[Location labeling records]
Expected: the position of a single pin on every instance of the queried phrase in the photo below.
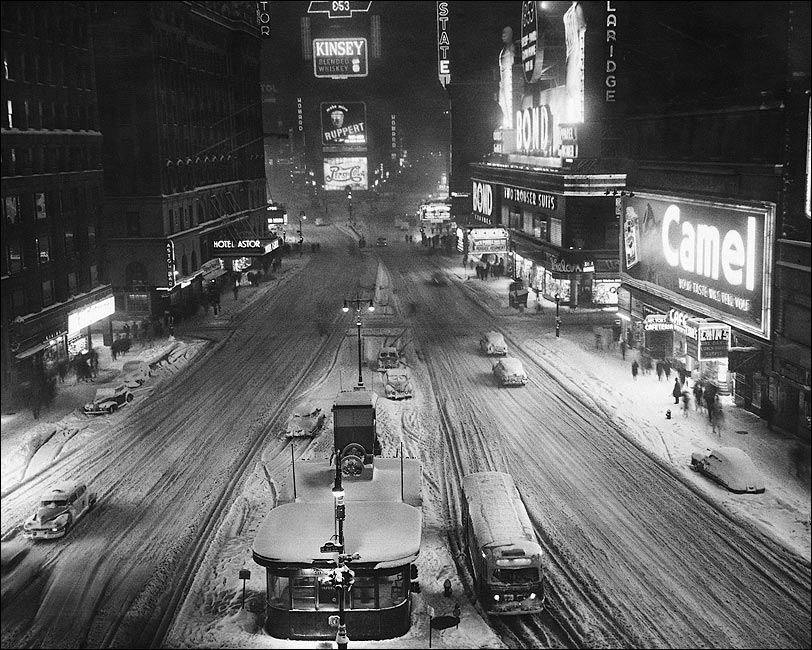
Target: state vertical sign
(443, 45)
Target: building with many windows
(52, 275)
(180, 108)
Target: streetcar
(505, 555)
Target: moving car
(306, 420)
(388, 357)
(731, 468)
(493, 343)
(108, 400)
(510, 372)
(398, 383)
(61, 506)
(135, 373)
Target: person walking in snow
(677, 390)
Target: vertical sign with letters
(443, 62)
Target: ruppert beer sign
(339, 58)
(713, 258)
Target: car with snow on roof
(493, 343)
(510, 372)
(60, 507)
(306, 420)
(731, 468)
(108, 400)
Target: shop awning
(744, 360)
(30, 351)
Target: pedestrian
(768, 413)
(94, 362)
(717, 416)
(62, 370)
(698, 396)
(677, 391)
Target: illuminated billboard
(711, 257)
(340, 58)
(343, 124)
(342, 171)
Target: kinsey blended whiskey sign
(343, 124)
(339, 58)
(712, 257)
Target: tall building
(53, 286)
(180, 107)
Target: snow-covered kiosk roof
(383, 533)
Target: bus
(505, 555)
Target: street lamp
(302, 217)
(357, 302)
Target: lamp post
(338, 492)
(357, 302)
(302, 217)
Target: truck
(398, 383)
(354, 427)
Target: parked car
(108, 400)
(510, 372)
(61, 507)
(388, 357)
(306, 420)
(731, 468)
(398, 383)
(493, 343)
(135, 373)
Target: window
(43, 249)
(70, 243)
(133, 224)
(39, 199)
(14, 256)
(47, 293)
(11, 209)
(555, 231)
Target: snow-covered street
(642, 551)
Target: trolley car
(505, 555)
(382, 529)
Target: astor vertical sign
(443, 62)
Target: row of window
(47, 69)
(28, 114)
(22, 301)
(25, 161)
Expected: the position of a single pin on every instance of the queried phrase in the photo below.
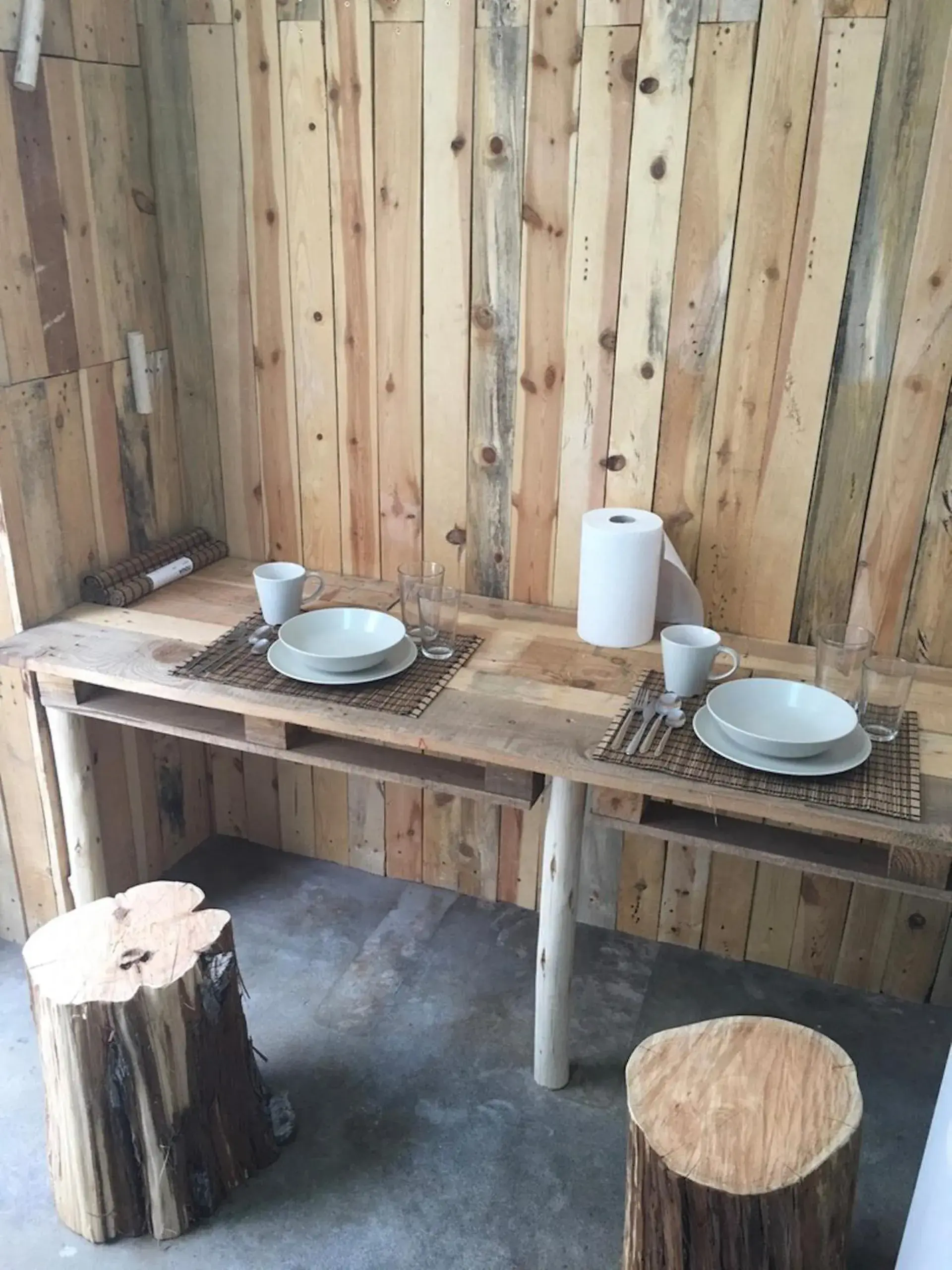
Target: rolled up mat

Your goal:
Recast the items above as a numbered list, with blank lines left out. Omit the pictures.

Expected output:
1. Expected: the position of a single pin on every instance of the queried phrase in the photo below.
2. Target: state vertical sign
3. (443, 45)
4. Target: building with many windows
5. (52, 275)
6. (180, 108)
7. Target: streetcar
8. (505, 555)
9. Target: moving car
10. (306, 420)
11. (388, 357)
12. (731, 468)
13. (493, 343)
14. (108, 400)
15. (510, 372)
16. (398, 383)
17. (61, 506)
18. (135, 373)
19. Target: person walking in snow
20. (677, 390)
21. Target: vertical sign with letters
22. (443, 62)
23. Target: ruppert beer sign
24. (339, 58)
25. (713, 258)
26. Target: car with snow on roof
27. (493, 343)
28. (510, 372)
29. (60, 507)
30. (306, 420)
31. (731, 468)
32. (108, 400)
33. Target: shop awning
34. (744, 360)
35. (30, 351)
36. Target: pedestrian
37. (768, 413)
38. (94, 362)
39. (717, 416)
40. (62, 370)
41. (698, 396)
42. (677, 391)
43. Target: illuminated billboard
44. (711, 257)
45. (340, 58)
46. (343, 124)
47. (342, 171)
48. Target: kinsey blended whiskey sign
49. (343, 124)
50. (339, 58)
51. (712, 257)
52. Target: tall building
53. (53, 286)
54. (180, 107)
55. Target: snow-covered kiosk roof
56. (383, 533)
57. Target: bus
58. (505, 555)
59. Target: street lamp
60. (302, 217)
61. (357, 302)
62. Target: lamp post
63. (338, 492)
64. (357, 302)
65. (302, 217)
66. Target: truck
67. (398, 383)
68. (354, 427)
69. Target: parked car
70. (108, 400)
71. (510, 372)
72. (61, 507)
73. (388, 357)
74. (306, 420)
75. (731, 468)
76. (398, 383)
77. (493, 343)
78. (135, 373)
79. Target: window
80. (43, 249)
81. (70, 243)
82. (133, 224)
83. (39, 199)
84. (14, 256)
85. (47, 293)
86. (11, 209)
87. (555, 231)
88. Target: snow-covered street
89. (642, 551)
90. Target: trolley car
91. (505, 555)
92. (382, 529)
93. Target: astor vertical sign
94. (443, 62)
95. Target: row of window
96. (47, 69)
97. (28, 114)
98. (22, 301)
99. (25, 161)
100. Expected: the position of a single pin on every instance of the queried phrase in the photo below.
101. Target: rolled up mat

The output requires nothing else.